» **Given request**:
Edit the material from its first line through the line containing "1204,306 -> 1274,434", replacing "bumper" with "fender" and changing nothing else. Omit the pictures from your copy.

» **Data**:
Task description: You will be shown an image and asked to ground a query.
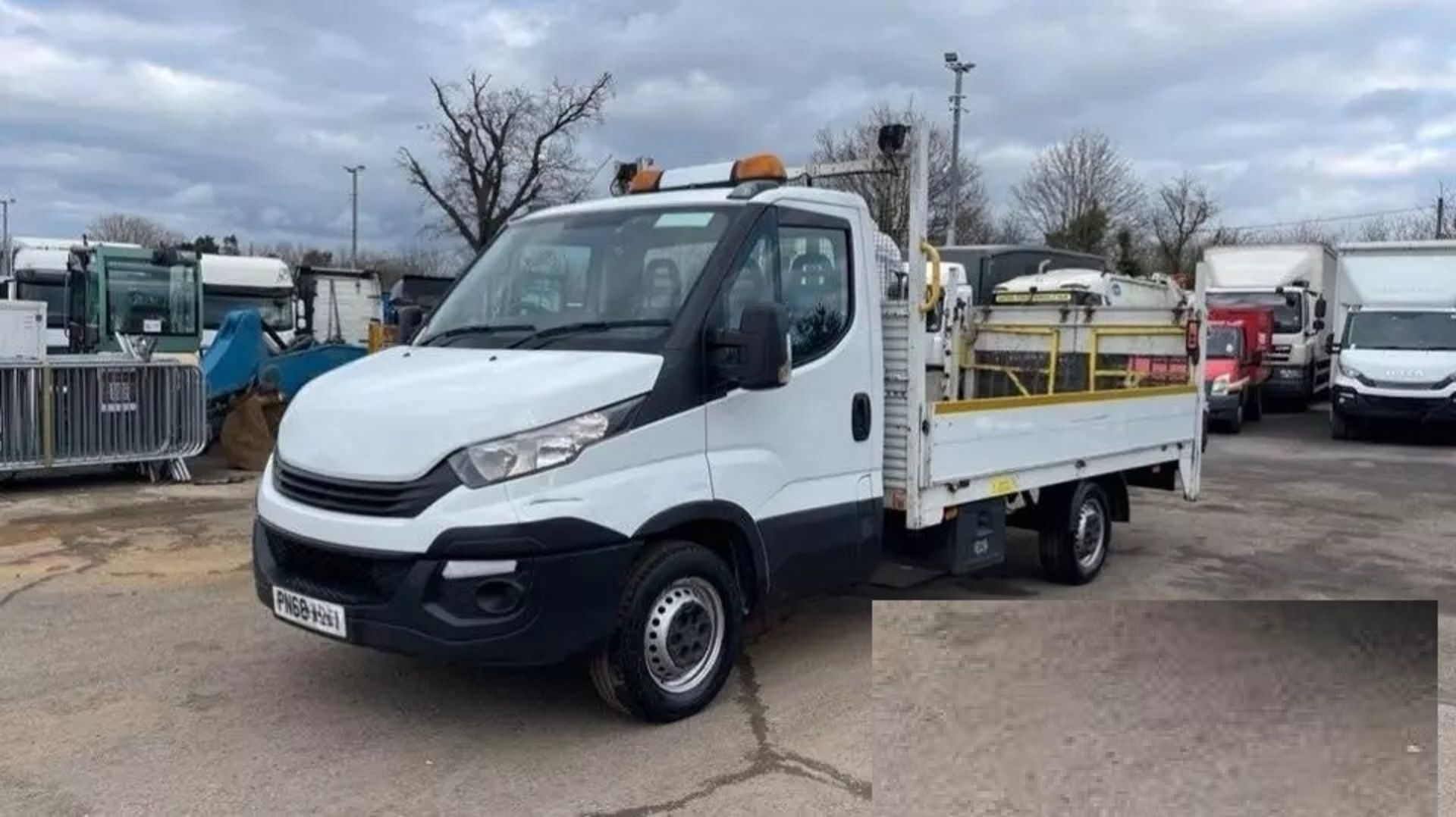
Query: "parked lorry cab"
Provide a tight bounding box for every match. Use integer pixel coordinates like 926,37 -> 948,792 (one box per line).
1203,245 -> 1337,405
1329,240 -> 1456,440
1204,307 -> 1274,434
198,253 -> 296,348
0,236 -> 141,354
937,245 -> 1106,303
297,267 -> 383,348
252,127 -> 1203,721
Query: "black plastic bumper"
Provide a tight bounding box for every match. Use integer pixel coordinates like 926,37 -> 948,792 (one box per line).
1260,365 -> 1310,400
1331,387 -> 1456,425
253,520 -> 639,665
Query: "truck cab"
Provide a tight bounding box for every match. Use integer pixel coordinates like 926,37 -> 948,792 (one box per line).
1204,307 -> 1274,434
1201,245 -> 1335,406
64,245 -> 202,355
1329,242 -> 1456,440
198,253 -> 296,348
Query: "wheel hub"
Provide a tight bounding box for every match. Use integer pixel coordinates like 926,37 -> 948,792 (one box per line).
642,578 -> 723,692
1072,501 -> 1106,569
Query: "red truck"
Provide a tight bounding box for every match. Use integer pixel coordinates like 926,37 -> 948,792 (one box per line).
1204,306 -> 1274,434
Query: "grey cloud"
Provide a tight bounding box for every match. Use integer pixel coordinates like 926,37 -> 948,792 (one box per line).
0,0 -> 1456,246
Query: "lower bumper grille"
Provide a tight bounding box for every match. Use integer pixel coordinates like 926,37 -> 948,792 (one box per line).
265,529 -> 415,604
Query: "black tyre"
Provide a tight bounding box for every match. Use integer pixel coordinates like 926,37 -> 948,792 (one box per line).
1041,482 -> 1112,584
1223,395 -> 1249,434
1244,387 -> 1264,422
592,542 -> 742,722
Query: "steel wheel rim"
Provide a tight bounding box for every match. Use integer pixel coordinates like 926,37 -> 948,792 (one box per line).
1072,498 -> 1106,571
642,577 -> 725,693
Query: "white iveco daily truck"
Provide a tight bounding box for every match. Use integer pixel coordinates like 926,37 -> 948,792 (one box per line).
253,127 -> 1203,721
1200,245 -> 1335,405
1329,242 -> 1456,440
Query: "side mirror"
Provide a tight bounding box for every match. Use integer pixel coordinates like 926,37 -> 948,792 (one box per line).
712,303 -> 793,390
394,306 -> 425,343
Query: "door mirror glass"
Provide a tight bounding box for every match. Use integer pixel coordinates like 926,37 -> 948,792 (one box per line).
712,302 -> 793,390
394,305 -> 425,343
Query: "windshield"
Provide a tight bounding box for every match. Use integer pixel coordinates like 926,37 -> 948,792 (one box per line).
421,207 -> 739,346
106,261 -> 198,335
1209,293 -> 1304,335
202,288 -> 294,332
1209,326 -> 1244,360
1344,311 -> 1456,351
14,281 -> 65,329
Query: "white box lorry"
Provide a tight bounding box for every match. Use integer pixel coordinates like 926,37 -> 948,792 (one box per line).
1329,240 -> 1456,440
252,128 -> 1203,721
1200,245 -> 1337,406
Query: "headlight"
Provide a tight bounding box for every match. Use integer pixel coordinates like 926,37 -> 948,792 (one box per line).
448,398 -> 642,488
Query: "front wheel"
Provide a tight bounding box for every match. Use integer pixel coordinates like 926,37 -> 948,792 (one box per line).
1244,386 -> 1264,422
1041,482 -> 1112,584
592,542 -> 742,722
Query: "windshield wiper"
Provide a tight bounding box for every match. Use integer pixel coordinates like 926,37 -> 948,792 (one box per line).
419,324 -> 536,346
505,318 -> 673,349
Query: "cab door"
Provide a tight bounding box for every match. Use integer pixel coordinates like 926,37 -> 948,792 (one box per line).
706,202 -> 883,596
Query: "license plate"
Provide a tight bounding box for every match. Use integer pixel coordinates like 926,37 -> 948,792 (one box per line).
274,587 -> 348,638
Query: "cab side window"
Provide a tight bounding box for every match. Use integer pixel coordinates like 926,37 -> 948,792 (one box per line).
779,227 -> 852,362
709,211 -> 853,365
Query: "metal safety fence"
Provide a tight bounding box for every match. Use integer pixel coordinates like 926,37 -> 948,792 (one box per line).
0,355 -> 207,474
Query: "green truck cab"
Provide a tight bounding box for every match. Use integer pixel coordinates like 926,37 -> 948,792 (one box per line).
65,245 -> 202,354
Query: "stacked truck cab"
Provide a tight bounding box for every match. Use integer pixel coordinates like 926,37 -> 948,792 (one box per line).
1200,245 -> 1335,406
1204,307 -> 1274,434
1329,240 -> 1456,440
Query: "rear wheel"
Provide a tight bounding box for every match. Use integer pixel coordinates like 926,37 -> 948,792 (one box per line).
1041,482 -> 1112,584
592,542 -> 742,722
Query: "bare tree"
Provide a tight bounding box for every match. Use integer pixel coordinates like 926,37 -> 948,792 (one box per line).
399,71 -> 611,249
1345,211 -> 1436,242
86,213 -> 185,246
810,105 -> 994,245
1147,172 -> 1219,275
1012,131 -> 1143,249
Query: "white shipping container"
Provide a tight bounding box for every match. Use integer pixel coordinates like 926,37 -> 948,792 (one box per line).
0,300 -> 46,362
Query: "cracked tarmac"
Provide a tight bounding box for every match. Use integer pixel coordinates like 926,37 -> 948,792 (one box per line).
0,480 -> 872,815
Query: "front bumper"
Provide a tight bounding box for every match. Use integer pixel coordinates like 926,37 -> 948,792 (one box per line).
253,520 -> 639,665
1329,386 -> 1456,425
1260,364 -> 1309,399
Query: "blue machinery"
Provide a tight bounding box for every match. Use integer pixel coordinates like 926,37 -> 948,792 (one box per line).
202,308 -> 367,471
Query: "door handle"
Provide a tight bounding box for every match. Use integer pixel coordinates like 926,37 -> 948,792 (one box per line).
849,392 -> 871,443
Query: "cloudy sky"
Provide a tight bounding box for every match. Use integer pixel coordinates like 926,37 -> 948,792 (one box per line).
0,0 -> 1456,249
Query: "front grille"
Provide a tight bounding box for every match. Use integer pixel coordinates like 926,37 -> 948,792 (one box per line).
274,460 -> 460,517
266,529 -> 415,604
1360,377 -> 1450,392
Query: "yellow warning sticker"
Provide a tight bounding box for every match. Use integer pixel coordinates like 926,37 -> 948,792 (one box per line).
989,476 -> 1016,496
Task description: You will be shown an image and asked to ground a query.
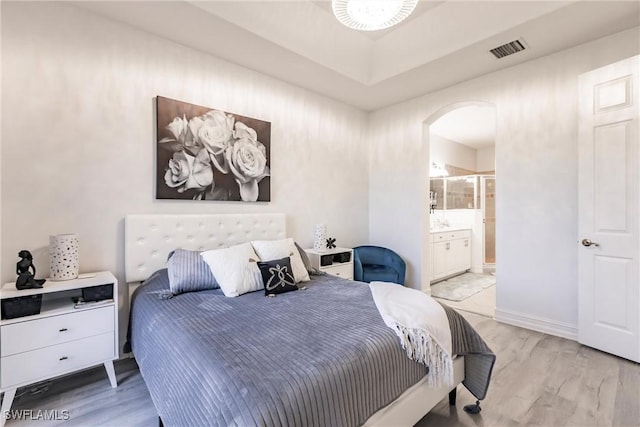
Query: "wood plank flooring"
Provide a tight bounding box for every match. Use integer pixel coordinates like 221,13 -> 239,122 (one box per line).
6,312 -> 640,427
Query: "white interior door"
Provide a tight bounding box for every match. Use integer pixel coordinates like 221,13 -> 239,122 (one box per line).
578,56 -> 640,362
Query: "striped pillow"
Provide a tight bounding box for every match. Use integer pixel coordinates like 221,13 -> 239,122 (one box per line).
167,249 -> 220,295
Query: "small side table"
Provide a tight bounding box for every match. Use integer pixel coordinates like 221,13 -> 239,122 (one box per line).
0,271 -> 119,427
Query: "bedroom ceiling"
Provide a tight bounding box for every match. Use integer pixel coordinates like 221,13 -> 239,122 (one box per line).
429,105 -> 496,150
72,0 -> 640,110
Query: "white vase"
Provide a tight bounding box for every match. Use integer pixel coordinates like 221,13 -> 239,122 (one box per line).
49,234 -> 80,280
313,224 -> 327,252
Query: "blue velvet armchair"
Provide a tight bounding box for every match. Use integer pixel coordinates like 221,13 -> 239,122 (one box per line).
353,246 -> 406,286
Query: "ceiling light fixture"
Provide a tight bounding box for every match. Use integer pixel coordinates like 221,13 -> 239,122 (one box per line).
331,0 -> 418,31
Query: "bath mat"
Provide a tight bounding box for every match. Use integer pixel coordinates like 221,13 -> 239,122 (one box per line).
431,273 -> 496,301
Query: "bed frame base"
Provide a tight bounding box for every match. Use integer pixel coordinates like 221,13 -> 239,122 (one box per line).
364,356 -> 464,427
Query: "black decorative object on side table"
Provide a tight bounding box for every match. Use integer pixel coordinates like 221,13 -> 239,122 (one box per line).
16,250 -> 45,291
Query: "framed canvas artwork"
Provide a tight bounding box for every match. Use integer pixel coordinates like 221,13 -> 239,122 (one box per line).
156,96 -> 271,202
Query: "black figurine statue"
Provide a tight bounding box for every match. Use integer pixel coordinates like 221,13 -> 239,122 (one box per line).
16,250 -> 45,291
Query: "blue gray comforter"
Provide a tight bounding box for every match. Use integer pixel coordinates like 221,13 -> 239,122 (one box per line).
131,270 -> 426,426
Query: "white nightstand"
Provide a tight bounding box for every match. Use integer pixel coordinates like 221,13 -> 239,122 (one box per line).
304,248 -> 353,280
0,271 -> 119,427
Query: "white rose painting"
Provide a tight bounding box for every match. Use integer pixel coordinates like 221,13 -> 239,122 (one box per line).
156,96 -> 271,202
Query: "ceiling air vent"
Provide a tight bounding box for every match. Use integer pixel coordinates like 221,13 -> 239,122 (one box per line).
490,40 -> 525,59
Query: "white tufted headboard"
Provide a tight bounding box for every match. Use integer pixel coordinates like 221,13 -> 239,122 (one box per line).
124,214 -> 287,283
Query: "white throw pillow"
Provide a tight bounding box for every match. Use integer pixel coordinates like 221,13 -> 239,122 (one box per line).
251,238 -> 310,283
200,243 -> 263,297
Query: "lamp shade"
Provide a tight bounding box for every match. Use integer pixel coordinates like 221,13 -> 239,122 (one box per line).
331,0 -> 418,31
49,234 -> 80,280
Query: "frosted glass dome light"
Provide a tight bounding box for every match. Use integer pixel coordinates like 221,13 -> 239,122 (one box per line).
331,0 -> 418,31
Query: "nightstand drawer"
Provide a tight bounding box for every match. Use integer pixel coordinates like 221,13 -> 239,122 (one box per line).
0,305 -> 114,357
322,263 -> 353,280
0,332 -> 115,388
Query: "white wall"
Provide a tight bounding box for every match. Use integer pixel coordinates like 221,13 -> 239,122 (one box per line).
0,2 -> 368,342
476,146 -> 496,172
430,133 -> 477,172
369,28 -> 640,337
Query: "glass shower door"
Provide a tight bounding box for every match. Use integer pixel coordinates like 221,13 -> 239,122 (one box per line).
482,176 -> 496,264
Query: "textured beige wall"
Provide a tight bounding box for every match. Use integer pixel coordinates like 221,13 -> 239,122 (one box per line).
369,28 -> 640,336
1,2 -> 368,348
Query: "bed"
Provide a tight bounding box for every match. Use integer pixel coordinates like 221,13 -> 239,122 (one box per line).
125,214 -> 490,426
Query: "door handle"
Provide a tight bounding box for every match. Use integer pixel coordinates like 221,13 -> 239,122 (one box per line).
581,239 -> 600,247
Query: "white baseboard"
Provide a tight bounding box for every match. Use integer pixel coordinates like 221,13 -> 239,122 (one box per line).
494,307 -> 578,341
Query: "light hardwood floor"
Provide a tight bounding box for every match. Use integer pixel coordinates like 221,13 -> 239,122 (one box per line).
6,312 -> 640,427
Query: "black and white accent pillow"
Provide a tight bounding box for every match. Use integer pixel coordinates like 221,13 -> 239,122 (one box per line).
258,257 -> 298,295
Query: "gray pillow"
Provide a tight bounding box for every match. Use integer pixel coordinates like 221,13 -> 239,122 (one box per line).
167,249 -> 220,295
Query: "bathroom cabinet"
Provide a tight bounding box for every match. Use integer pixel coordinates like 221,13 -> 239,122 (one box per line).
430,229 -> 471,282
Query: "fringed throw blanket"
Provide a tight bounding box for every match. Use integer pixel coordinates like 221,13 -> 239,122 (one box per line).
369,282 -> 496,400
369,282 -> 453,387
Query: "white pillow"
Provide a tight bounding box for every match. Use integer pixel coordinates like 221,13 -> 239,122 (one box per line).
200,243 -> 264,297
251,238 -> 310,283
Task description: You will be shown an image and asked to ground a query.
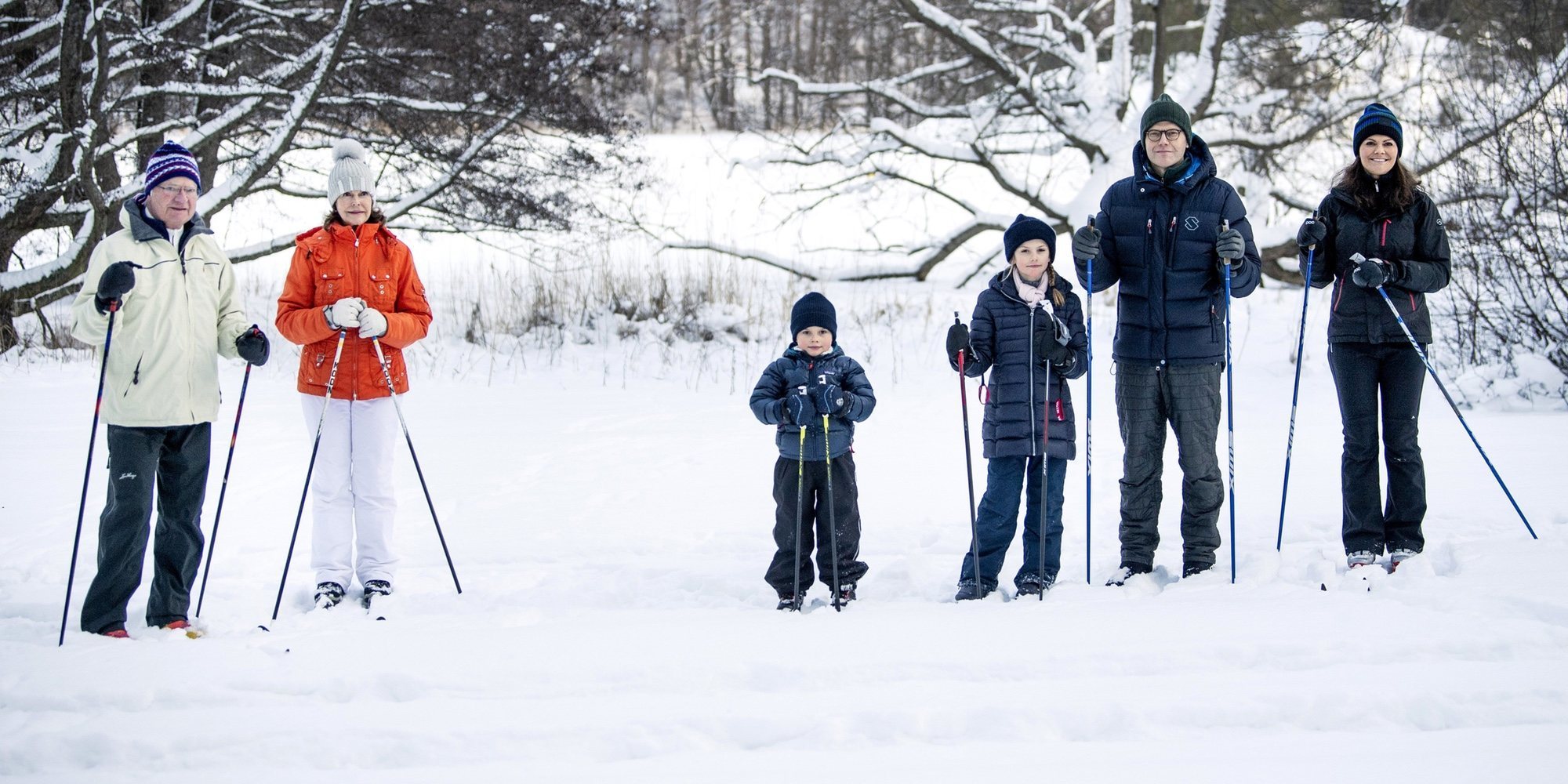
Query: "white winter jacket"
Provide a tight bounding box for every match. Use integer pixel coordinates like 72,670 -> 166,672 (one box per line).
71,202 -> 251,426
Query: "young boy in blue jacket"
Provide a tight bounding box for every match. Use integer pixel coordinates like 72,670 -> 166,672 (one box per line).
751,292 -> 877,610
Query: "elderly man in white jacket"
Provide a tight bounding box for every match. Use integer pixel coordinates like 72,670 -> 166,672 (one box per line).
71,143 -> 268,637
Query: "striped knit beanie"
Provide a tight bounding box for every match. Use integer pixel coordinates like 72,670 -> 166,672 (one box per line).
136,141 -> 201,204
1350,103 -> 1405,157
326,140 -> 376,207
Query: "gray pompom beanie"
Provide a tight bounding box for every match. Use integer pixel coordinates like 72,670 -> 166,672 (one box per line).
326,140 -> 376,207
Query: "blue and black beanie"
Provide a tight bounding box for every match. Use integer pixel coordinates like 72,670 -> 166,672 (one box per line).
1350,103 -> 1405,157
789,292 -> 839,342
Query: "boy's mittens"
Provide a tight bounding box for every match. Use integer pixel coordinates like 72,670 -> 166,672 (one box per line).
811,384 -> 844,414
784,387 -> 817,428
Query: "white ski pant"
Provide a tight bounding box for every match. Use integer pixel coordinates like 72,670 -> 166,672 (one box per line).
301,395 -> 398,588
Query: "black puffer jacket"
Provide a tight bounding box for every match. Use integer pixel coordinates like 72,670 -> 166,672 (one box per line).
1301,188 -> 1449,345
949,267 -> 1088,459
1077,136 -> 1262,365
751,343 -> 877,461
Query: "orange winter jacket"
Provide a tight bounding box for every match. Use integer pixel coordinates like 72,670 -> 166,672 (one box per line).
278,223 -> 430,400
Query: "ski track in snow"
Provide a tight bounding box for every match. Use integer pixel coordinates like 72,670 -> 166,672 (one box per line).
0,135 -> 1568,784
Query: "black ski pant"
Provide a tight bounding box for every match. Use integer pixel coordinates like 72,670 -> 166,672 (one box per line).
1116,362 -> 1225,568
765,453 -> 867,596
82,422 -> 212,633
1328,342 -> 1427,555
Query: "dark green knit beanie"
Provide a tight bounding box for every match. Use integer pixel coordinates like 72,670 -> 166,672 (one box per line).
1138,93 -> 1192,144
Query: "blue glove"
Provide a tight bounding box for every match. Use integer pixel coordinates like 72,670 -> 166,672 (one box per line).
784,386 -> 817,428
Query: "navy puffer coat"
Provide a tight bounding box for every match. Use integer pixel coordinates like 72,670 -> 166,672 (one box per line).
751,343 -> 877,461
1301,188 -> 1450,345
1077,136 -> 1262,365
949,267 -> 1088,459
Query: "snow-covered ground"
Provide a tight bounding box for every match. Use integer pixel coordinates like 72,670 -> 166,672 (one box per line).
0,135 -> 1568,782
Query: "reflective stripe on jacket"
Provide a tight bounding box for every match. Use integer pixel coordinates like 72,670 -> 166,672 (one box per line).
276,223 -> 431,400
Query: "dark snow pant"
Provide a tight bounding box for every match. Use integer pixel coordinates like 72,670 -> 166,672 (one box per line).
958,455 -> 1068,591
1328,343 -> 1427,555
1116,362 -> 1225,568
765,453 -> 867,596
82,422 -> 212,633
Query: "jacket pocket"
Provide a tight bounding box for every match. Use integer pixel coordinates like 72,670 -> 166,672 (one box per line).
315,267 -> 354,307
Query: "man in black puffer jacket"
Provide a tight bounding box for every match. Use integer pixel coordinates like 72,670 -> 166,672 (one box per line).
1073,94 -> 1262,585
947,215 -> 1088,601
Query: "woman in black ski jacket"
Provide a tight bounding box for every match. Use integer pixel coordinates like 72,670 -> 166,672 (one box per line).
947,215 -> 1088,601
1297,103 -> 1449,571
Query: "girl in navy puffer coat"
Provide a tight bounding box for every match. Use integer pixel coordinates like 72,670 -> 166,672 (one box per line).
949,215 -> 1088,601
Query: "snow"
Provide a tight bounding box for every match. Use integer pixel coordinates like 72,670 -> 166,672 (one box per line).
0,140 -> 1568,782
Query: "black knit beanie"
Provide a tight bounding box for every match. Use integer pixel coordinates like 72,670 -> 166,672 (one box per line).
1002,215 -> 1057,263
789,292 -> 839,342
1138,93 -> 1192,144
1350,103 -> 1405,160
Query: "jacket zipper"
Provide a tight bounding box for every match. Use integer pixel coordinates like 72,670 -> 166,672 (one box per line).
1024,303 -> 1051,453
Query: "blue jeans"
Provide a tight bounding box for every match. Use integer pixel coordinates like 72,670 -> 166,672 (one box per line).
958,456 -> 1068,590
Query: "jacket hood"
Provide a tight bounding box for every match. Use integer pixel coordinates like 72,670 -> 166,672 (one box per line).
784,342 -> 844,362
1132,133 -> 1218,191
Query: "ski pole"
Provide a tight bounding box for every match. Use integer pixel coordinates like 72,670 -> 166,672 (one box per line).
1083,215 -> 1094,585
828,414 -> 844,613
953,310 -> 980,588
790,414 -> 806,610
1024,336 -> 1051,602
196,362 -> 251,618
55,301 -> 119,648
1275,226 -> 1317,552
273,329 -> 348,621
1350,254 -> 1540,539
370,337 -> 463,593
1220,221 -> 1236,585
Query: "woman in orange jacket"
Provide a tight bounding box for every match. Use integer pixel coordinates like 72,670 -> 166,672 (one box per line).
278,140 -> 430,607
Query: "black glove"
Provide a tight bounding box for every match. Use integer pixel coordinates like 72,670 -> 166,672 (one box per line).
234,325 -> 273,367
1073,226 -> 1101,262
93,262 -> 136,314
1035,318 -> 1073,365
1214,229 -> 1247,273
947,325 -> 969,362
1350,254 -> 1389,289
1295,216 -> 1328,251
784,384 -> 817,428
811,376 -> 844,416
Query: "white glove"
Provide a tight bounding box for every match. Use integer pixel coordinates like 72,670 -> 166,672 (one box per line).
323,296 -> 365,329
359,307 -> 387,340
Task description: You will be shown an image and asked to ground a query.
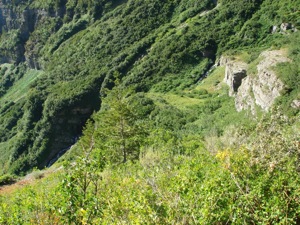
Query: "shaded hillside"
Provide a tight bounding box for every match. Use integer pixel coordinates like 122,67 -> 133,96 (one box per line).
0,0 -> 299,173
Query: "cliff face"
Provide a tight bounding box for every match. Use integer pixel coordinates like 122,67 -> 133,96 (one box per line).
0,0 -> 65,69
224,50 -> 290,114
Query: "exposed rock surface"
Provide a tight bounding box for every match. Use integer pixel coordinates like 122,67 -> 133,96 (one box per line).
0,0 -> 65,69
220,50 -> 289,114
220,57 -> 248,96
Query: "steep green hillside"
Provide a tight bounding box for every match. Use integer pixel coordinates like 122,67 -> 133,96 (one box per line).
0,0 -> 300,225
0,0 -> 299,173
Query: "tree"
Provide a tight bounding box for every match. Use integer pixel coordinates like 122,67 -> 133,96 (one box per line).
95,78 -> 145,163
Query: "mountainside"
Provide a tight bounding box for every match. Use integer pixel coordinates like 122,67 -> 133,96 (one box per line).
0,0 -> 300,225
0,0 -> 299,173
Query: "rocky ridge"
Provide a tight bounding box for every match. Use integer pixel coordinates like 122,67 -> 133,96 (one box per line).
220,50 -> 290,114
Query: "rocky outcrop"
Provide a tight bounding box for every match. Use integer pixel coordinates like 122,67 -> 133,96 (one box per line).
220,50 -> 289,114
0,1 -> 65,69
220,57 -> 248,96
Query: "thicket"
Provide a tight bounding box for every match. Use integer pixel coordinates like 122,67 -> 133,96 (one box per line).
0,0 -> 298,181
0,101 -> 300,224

» **Response below**:
Task description: You will be shown an image and asked to ground a query.
Query: "parked lorry cab"
Provide a tight bounding box for every match. Use integer pixel coordinates like 926,37 -> 948,792 (one box per line).
1203,245 -> 1337,405
1329,240 -> 1456,440
1204,307 -> 1274,434
198,253 -> 296,348
0,236 -> 141,354
937,245 -> 1106,303
297,267 -> 383,348
252,127 -> 1203,721
Query: "black plastic fender"
Provide a tight bounding box for every match. Use integer pixel coordinates like 926,37 -> 948,792 (one box per line).
1260,365 -> 1310,400
1331,387 -> 1456,425
253,520 -> 639,665
Query: "truck cab"
Provide a tight bounding box for every match. Use integer pixel coordinates like 926,37 -> 948,792 (one box per line).
1204,307 -> 1274,434
1201,245 -> 1335,406
64,245 -> 202,355
1329,242 -> 1456,440
198,253 -> 296,348
Query: "wheel hub"
Provide a tight bounding box for every match. Use integer pixel coordinates like 926,37 -> 948,792 (one box per line).
642,578 -> 723,692
1072,501 -> 1106,569
Query: "red truck"
Provide a tight bounding box for every match. Use integer pixel coordinates like 926,37 -> 948,792 (one box per line).
1204,306 -> 1274,434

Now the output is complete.